Purpose of the Study:

  • To investigate the effect of a monolayer amorphous carbon (MAC) film on lithium nucleation and deposition.
  • To establish intrinsic structural disorder as a strategy for designing uniformly lithiophilic current collectors.

Main Methods:

  • Growth of a monolayer amorphous carbon (MAC) film on copper current collectors.
  • Contact angle measurements to assess surface lithiophilicity.
  • Electrochemical tests to evaluate nucleation overpotential.
  • Density functional theory (DFT) and scanning tunneling microscopy (STM) for theoretical analysis.

Main Results:

  • MAC film exhibits significantly enhanced lithiophilicity with a low lithium contact angle (31 ± 5°).
  • Homogeneous lithium wetting and deposition observed on the MAC surface.

_INFORMATION SHOWN_
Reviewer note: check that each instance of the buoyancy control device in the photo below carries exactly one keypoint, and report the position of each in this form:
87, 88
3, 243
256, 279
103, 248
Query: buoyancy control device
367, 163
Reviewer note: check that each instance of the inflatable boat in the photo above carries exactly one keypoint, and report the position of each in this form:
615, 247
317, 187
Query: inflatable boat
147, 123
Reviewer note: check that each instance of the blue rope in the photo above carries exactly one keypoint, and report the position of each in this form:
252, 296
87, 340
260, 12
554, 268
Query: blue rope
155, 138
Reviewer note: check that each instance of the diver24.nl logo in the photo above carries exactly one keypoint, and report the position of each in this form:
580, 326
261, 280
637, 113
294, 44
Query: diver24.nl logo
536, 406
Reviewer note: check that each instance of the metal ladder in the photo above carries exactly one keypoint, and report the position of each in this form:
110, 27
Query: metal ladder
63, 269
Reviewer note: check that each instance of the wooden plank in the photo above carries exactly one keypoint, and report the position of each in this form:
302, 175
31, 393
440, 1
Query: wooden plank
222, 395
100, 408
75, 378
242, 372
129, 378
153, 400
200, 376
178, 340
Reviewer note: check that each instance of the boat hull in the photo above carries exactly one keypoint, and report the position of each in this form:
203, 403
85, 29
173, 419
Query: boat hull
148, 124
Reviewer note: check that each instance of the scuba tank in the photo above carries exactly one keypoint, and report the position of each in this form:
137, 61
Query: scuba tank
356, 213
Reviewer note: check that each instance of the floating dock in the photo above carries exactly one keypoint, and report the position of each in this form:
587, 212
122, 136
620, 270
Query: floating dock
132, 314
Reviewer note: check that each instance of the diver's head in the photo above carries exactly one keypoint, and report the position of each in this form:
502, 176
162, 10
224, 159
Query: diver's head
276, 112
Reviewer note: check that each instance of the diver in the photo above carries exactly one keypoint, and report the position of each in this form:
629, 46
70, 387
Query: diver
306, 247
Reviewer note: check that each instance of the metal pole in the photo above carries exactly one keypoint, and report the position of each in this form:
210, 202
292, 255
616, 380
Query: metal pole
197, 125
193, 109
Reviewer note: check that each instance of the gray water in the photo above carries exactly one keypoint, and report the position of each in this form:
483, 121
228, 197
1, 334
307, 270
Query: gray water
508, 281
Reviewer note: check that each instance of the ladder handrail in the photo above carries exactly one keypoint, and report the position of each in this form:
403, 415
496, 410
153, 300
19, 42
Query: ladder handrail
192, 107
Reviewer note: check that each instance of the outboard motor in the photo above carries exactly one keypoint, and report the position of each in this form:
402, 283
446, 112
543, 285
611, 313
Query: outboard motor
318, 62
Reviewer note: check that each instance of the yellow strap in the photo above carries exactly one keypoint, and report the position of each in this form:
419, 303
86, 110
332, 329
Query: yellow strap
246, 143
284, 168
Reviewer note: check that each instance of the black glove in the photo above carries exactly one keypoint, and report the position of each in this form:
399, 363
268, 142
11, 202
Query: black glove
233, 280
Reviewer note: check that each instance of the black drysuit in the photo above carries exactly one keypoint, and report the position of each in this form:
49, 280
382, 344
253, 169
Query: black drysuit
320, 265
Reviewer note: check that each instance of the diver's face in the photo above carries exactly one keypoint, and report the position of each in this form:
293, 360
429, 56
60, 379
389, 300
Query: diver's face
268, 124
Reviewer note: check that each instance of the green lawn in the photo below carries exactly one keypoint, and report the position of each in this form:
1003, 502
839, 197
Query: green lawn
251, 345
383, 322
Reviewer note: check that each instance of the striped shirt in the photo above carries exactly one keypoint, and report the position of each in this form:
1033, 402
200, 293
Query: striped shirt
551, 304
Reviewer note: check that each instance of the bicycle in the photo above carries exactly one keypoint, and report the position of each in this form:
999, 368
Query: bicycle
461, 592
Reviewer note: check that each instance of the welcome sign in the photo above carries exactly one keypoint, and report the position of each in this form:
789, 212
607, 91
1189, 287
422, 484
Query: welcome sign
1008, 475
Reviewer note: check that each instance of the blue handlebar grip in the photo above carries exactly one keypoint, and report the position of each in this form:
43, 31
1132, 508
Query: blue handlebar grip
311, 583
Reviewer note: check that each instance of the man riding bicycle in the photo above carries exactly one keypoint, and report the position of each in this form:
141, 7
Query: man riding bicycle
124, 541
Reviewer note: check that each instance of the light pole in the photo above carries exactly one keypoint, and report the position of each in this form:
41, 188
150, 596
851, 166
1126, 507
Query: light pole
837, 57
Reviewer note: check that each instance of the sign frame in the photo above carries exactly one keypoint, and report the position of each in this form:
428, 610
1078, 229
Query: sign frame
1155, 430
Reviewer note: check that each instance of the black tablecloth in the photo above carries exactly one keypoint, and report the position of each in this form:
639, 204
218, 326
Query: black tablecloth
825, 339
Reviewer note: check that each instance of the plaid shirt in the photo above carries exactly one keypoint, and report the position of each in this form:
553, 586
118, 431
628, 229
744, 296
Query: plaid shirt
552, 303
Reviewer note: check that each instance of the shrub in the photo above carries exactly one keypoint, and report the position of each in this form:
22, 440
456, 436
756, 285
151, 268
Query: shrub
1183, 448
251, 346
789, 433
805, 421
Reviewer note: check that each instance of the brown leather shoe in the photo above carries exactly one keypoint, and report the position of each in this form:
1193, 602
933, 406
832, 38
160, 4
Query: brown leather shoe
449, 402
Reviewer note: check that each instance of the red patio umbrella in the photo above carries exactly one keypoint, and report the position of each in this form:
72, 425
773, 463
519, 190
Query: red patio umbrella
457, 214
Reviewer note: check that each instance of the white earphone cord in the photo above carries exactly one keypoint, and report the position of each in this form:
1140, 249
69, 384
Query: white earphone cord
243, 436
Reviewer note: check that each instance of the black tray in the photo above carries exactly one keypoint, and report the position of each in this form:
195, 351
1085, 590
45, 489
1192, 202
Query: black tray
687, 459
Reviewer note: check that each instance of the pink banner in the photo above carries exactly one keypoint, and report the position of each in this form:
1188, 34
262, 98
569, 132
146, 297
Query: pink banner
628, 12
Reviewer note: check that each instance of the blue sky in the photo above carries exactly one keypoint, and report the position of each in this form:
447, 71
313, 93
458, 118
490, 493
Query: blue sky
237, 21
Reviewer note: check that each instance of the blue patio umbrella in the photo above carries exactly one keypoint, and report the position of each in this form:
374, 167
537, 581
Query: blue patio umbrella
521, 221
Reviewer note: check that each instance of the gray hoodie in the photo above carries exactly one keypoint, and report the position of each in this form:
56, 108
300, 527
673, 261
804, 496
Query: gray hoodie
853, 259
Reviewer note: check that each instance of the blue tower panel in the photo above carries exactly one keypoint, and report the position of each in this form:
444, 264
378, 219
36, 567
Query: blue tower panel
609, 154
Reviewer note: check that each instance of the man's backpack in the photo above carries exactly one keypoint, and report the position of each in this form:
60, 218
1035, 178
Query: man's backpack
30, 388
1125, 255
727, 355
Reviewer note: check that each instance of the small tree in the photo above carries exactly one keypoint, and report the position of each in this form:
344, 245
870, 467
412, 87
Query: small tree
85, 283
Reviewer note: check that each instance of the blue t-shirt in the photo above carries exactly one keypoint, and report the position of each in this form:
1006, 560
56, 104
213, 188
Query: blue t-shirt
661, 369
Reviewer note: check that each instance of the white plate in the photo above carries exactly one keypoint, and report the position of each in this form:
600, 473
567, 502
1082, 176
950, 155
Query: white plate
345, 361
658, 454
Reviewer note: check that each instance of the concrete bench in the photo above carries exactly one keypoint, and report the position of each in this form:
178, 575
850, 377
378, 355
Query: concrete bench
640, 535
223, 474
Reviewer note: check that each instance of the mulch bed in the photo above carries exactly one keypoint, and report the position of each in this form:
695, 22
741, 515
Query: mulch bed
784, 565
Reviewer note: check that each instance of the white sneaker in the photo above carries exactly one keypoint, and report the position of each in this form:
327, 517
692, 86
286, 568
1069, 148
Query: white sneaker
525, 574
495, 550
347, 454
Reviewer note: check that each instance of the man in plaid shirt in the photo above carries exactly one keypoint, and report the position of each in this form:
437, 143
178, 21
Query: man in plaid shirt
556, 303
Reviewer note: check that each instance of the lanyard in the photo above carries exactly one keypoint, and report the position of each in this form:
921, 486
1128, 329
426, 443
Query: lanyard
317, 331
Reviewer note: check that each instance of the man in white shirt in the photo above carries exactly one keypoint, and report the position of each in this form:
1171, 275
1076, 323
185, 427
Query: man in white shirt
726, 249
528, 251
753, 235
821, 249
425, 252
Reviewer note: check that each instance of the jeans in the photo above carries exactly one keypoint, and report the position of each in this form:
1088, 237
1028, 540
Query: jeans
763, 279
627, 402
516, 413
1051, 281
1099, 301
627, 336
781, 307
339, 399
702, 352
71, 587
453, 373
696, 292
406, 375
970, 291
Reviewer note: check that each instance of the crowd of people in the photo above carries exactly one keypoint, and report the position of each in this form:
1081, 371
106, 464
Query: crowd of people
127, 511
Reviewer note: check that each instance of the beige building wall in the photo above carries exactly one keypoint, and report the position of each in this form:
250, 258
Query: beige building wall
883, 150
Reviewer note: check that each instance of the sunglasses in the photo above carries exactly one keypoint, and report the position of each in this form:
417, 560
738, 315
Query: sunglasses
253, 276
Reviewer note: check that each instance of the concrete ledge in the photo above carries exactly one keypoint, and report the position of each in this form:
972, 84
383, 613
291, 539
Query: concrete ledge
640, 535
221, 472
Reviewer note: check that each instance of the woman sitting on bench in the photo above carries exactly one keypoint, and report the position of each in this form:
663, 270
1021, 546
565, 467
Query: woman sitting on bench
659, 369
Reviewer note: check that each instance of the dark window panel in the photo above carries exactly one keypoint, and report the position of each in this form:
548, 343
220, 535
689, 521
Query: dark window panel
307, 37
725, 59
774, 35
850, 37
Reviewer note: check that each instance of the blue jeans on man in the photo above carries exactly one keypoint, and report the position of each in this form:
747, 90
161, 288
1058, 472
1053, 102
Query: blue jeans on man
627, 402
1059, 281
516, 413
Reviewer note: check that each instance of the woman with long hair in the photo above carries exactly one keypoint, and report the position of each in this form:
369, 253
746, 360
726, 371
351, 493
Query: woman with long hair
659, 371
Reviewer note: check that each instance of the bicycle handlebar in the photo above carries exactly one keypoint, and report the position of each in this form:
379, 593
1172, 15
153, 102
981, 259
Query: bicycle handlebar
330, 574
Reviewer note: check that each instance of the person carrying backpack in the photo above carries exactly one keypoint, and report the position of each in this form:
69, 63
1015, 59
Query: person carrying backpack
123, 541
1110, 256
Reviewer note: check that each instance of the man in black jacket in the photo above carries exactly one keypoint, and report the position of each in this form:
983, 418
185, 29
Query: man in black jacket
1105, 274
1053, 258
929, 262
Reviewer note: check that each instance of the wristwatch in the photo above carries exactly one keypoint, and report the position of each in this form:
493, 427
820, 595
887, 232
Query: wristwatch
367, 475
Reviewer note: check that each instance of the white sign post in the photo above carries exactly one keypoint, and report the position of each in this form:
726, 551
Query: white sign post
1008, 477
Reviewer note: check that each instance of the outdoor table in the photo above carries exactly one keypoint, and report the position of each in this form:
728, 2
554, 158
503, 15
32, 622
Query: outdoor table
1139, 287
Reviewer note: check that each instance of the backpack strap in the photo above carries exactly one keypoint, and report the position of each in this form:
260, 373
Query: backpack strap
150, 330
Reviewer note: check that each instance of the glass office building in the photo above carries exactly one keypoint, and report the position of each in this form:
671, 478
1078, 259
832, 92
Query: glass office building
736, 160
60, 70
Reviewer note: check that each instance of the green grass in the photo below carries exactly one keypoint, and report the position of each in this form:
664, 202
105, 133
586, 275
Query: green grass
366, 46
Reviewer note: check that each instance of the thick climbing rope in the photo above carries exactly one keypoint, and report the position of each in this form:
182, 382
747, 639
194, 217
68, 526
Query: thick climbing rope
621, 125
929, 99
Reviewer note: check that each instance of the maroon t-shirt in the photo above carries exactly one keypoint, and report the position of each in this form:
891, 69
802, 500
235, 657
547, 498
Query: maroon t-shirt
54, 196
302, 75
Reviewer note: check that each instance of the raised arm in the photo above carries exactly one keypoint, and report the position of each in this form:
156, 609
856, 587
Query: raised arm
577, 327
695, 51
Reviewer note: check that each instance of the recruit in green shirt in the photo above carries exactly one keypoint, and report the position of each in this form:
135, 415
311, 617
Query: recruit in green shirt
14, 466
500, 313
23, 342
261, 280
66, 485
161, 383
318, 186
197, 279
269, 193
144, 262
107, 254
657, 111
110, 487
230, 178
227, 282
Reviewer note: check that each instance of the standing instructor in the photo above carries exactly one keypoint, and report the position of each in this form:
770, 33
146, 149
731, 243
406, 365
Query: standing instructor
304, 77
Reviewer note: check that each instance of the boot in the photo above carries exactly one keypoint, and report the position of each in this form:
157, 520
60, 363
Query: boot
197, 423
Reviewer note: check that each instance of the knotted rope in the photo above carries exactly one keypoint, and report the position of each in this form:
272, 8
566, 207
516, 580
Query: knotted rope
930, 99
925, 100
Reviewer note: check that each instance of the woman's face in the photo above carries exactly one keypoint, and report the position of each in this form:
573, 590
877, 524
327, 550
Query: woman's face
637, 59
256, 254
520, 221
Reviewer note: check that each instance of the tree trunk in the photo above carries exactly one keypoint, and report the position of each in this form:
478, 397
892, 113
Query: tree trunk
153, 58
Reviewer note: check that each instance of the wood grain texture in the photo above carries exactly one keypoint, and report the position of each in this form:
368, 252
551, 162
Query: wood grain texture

_WHAT THIS TASK INVOLVES_
Supply what comes next in the summary of the monolayer amorphous carbon film study, starting after its final bullet point. The lines above play no part in this.

_RESULT OF THE EXERCISE_
  • Reduced nucleation overpotential (28.9 mV at 0.5 mA cm⁻²) demonstrated.
  • DFT and STM confirm disorder-induced electron localization enhances lithium binding.

Conclusions:

  • Topological disorder in MAC films uniformly strengthens lithium binding through electron-rich sites.
  • Intrinsic structural disorder is an effective strategy for creating uniformly lithiophilic surfaces.
  • This approach offers a promising route for next-generation anode-less batteries.